Task 1: In the mirror makeover post, copy the passage that begins at the words "I bought this" and stops after "the most problems.".
Task 2: According to the mirror makeover post, what was the frame actually made of?

Text block:
++++++++
Don’t get rid of that old full length mirror just yet! Look at some of these ideas that I sampled and see if you can’t come up with a new design you like better from my full length mirror makeover.
I bought this year about sixteen years ago from Costco for $150, it was gorgeous. But as you know, our styles change every five years or so, definitely every ten years.
The chocolatey brown and gold swirls on the bulk of this frame just weren’t doing it for me anymore.
It wasn’t a big deal, but this little corner of the house felt off to me. I decided to really focus on it and ended up doing a mirror makeover to make this space feel more cohesive.
Often times color is the problem and that is such an easy fix with paint! I could have listed it on craigslist and maybe recouped some of the money, but I like the size and the style is OK. It was really the color causing the most problems.
I decided to try some paint samples out. The frame is not real wood I discovered, it’s actually just particle board. So I couldn’t sand it down and get a good raw wood look.
Now something important- if you already know, that you know, that you know that you’re going to paint the item, take the liberty to try out every paint sample you’ve got.
However, if the piece that you’re debating on is a question of whether or not to paint, DON’T TRY SAMPLES!
You really could make a mess for yourself because they can be tricky to remove.
Instead, you can use a temporary fix by taping or draping paper or fabric over it to try to get yourself the best idea of what the finished look will be without actually altering the piece before you’re ready.
That’s what I ended up doing the other night.
I originally was thinking I would just gild or “gold foil” the piece. This is an old French technique where you take ultra thin sheets of gold medal and carefully adhere them to said piece.
I started the process on the bottom of the frame and and was quickly feeling like it was just too much. Maybe it was the dramatic change and if I had given it more time I would’ve gotten used to it.
But the other thing I need to think about was the actual design going on in this particular room. It’s becoming more sophisticated and I like it in this space.
I’m trying to not let everything get too feminine in here because this is also my husband’s space.
Once I added the gilding, I gave it a quick shot of gold spray paint. Nothing much, just a light dusting. Followed by a light dusting of a chocolatey bronze spray paint.
It just wasn’t what I was going for. That’s when I started cracking open every paint sample I thought might work.
I ended up with seven options. There was a beige, a true black, a Fusion mineral paint black with a blue undertone.
++++++++
Excerpted records:
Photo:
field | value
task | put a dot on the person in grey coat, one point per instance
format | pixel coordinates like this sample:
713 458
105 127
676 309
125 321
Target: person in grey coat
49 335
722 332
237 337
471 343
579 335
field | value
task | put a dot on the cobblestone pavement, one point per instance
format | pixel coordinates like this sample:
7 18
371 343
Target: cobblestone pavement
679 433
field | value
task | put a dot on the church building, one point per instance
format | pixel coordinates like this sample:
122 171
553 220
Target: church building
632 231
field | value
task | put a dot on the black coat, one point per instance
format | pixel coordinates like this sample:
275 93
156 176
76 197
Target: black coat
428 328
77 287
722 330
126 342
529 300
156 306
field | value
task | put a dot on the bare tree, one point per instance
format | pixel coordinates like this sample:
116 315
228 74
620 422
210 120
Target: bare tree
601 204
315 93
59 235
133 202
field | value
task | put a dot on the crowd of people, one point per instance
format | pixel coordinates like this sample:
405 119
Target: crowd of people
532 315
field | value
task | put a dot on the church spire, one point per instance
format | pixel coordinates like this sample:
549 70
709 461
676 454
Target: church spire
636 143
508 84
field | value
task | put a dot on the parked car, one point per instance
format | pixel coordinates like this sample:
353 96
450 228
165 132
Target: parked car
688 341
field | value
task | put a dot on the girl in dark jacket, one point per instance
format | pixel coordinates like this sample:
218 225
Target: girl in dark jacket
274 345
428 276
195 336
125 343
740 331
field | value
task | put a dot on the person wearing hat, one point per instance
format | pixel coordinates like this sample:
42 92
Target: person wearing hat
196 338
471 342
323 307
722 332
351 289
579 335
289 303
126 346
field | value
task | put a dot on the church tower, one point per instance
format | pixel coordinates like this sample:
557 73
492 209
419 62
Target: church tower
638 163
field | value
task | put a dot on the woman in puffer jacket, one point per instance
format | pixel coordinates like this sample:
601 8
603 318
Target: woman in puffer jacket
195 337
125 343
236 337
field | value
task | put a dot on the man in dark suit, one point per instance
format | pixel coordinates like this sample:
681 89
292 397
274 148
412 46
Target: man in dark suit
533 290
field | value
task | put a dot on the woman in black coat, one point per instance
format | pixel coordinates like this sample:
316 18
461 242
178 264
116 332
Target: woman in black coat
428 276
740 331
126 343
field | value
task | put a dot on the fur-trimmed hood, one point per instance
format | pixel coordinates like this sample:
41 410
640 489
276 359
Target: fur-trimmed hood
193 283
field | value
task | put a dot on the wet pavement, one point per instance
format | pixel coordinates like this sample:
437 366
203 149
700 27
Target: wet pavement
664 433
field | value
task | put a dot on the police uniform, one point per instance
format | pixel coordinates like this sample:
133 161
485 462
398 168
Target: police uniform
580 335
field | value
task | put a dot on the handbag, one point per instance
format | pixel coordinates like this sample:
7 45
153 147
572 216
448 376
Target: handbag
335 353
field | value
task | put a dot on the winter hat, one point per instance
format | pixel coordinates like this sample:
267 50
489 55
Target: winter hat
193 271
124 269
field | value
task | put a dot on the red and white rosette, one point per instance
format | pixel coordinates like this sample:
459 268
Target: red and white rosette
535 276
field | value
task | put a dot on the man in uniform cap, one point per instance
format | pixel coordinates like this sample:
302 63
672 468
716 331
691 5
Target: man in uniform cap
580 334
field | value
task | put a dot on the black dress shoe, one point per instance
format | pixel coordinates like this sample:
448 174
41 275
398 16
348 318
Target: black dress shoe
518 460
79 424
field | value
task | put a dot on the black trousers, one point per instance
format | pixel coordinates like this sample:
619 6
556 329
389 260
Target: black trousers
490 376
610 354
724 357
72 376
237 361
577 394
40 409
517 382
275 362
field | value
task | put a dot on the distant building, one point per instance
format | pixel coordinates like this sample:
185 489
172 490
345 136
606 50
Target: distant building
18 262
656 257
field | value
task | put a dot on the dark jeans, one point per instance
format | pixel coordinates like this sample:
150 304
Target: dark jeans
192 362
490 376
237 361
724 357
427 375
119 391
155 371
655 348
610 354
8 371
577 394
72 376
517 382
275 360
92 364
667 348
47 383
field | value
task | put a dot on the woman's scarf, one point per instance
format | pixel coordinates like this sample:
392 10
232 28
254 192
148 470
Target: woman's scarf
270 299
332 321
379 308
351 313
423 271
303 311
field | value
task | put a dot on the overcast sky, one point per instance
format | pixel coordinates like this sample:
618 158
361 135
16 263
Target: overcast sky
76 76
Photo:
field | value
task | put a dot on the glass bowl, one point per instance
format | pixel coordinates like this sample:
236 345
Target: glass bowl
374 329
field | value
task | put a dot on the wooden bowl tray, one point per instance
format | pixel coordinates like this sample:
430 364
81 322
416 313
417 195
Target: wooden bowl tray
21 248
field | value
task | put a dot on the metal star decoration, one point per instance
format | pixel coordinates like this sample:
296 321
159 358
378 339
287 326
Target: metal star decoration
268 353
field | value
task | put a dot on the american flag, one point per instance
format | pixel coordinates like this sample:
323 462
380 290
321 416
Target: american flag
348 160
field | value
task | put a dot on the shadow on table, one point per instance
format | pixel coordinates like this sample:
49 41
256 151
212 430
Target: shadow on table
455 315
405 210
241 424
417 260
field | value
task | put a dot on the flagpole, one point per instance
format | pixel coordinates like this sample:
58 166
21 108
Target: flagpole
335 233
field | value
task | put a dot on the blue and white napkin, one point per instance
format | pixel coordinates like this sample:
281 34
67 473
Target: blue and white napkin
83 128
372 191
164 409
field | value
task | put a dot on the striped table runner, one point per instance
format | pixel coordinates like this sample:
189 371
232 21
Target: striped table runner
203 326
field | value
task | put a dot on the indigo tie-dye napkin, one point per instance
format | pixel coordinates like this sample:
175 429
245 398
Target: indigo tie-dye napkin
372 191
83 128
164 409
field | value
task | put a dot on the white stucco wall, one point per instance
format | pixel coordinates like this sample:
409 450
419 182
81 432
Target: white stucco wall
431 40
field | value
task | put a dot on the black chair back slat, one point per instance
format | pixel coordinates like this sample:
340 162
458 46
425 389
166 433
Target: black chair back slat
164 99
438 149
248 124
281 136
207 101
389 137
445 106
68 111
++++++++
Task response 1:
I bought this year about sixteen years ago from Costco for $150, it was gorgeous. But as you know, our styles change every five years or so, definitely every ten years.
The chocolatey brown and gold swirls on the bulk of this frame just weren’t doing it for me anymore.
It wasn’t a big deal, but this little corner of the house felt off to me. I decided to really focus on it and ended up doing a mirror makeover to make this space feel more cohesive.
Often times color is the problem and that is such an easy fix with paint! I could have listed it on craigslist and maybe recouped some of the money, but I like the size and the style is OK. It was really the color causing the most problems.

Task response 2: Particle board, not real wood.